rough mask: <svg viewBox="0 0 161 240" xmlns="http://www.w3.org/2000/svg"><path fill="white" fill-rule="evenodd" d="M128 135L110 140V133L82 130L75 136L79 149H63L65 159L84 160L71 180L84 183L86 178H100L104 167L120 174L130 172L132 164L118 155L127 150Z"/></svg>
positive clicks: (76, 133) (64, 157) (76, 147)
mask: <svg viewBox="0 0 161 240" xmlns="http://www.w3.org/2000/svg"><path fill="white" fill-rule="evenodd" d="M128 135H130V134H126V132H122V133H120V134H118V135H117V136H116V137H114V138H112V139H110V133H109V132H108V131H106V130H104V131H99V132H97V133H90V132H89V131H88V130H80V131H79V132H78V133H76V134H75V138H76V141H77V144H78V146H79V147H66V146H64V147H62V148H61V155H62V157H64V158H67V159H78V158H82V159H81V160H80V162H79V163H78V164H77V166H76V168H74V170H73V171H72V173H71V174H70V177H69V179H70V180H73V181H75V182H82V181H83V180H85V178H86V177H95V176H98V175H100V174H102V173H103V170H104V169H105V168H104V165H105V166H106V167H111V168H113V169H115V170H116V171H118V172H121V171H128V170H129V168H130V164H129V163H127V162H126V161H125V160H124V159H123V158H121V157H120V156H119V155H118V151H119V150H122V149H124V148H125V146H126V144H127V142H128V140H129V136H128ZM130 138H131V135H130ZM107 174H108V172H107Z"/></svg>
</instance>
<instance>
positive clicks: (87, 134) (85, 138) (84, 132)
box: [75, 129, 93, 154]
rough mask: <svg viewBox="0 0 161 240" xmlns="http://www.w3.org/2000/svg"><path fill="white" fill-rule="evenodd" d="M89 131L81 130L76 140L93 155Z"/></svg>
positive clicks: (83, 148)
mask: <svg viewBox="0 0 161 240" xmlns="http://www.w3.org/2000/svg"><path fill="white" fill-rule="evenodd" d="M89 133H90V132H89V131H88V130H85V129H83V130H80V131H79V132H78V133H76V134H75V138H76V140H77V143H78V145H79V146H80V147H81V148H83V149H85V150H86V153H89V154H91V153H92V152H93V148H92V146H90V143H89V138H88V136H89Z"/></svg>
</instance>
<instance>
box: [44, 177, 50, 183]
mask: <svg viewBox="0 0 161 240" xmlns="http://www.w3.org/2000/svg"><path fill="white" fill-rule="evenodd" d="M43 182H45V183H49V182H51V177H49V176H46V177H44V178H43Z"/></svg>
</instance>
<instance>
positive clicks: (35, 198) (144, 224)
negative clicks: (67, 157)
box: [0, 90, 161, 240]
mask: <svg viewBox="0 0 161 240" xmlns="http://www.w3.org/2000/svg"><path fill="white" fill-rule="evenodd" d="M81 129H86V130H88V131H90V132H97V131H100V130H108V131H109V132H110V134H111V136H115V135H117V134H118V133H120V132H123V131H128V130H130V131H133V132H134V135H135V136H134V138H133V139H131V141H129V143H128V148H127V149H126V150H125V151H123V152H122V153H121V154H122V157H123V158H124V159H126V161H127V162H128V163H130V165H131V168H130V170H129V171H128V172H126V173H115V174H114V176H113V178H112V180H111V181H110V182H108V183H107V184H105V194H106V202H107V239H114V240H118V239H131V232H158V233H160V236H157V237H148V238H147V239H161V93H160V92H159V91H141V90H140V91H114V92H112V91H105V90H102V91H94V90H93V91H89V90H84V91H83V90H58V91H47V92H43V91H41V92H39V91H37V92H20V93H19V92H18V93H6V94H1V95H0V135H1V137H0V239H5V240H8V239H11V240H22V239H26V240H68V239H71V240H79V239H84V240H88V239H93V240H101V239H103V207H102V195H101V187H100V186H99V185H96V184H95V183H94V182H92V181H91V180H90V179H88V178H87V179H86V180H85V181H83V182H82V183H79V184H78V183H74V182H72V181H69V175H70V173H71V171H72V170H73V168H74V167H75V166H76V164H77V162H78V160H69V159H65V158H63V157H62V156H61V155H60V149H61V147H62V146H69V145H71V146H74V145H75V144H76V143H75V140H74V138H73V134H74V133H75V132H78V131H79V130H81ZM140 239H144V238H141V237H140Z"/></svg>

§ Aim of the task: The entries above hold the needed span. Transcribe exactly the lines from the one with "box: [75, 129, 93, 154]" to the one with "131L81 130L76 140L93", both included.

§ Solution below:
box: [75, 129, 93, 154]
rough mask: <svg viewBox="0 0 161 240" xmlns="http://www.w3.org/2000/svg"><path fill="white" fill-rule="evenodd" d="M89 131L81 130L76 140L93 155Z"/></svg>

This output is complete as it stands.